> _FRAGMENTO DE LA PÁGINA_:
R.– Roosevelt consiguió más. Cuando terminó la guerra, América era el país en la posición más poderosa. Roosevelt impuso su visión del mundo de la posguerra. Los sueños de Churchill para el futuro no se impusieron. Era aún un imperialista en 1945. Pero sólo nos quedamos en la India dos años más.

P.– ¿Churchill fue el más carismático?

R.– Sí, pero el carisma es una construcción artificial. Por ejemplo, Adolf Hitler, un hombre que creó su inmenso carisma gracias a los rallies [mítines] de Albert Speer, las películas de Leni Riefenstahl y los discursos radiofónicos de Goebbels. Yo no creo que el carisma sea necesariamente una cosa buena, puede usarse también para el mal.

P.– ¿Qué tenía Churchill que le faltara a Roosevelt?

R.– Un magnífico sentido del humor. Era también un maravilloso escritor, incapaz de escribir una frase gris y con talento para cambiar el sentir de una audiencia en cuestión de momentos. En un minuto podía pasar de estar enfadado, de crear una enorme tensión, a hacer reír a la gente. Y luego estaba su capacidad para trabajar a una edad en la que la mayoría de nosotros nos retiramos. No fue primer ministro hasta los 65. Vivió hasta los 90 años, aunque fumaba y bebía. Preparaba sus discursos con total minuciosidad. Se dice que trabajaba tantas horas como minutos durara el discurso. Practicando, sopesando cada palabra, leyéndolo delante del espejo, caminando con él.

P.– ¿Se alargó la guerra debido a las dudas que Churchill albergaba acerca del Día D?

R.– La invasión de Francia tuvo lugar casi dos años después de lo que hubieran querido los americanos, pero Churchill estaba convencido, y yo creo que tenía razón, de que si se hubiese producido antes, habría acabado en derrota. Desde luego, habría alargado la guerra. Incluso en junio de 1944 fue muy arriesgada.

P.– ¿Quiénes serían los Masters y los Commanders de hoy?

R.– [Grandes risas] A diferencia de Churchill y Roosevelt, los políticos actuales son incapaces de nombrar a personas que no les van a dar la razón en todo. Churchill y Roosevelt eligieron a Brooke y a Marshall aún sabiendo que éstos eran hombres que les iban a decir exactamente lo que pensaban y se enfrentarían a ellos. Alan Brooke solía sentarse aquí en Londres en el Cabinet War Room rompiendo lápices y diciendo: «No, señor primer ministro, no estoy de acuerdo con usted». ¿Se imagina que eso ocurriera ahora? ¿Un asesor rompiendo un lápiz de pura furia frente a un presidente?

> _QUÉ SE PIDE_:
1. Imprime todo lo que hay en la entrevista desde "R.– Roosevelt consiguió" hasta "faltara a Roosevelt?".
2. Responde a estas preguntas sobre la entrevista:
(a) ¿A qué edad llegó Churchill a ser primer ministro?
(b) ¿En qué mes y año se dice que la invasión de Francia fue muy arriesgada?
(c) ¿En qué lugar de Londres solía sentarse Alan Brooke?
3. ¿Qué personas nombra la entrevista como responsables del carisma de Adolf Hitler?
Responde apoyándote solo en la entrevista.

Datos de origen:
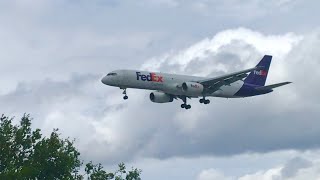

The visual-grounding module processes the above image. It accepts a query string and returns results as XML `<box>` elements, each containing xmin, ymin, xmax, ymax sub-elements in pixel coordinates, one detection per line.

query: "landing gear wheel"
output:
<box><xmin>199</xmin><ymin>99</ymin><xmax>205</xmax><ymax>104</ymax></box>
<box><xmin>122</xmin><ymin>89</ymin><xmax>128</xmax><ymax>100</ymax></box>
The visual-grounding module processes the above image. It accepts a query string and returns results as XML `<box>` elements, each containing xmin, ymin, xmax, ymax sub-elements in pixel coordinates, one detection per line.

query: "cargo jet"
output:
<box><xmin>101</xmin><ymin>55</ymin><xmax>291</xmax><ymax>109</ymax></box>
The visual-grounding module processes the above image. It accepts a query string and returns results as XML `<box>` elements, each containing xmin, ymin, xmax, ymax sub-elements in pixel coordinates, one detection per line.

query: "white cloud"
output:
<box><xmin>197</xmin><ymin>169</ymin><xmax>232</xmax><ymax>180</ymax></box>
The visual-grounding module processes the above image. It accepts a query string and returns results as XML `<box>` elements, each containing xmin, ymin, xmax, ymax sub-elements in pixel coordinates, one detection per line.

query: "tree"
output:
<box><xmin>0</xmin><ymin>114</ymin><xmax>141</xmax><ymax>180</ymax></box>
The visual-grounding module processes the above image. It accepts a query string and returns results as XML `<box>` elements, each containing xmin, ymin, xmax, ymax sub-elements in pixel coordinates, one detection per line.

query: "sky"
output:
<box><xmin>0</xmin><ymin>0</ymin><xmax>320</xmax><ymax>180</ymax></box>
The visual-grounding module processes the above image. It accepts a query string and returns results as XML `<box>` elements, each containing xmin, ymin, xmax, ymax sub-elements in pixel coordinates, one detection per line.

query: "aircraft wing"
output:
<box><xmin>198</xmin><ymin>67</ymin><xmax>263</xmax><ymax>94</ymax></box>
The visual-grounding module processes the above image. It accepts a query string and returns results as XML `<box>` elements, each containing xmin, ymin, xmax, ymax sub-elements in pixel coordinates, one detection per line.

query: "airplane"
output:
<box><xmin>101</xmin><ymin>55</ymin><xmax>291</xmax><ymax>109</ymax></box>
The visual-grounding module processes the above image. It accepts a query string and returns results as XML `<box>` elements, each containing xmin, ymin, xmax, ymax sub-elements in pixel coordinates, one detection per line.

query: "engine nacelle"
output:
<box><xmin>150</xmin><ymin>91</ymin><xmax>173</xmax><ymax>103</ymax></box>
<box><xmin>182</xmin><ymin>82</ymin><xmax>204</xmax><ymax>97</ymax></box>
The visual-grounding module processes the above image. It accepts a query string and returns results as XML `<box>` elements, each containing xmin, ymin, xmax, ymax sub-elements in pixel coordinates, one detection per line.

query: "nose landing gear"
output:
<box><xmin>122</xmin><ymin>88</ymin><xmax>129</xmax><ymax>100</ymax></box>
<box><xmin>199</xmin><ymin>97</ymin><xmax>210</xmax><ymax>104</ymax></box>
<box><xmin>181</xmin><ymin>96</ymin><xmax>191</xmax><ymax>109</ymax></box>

> _RESPUESTAS_:
1.
R.– Roosevelt consiguió más. Cuando terminó la guerra, América era el país en la posición más poderosa. Roosevelt impuso su visión del mundo de la posguerra. Los sueños de Churchill para el futuro no se impusieron. Era aún un imperialista en 1945. Pero sólo nos quedamos en la India dos años más.

P.– ¿Churchill fue el más carismático?

R.– Sí, pero el carisma es una construcción artificial. Por ejemplo, Adolf Hitler, un hombre que creó su inmenso carisma gracias a los rallies [mítines] de Albert Speer, las películas de Leni Riefenstahl y los discursos radiofónicos de Goebbels. Yo no creo que el carisma sea necesariamente una cosa buena, puede usarse también para el mal.

P.– ¿Qué tenía Churchill que le faltara a Roosevelt?

2.
(a) A los 65 años.
(b) En junio de 1944.
(c) En el Cabinet War Room.

3. Albert Speer, Leni Riefenstahl y Goebbels.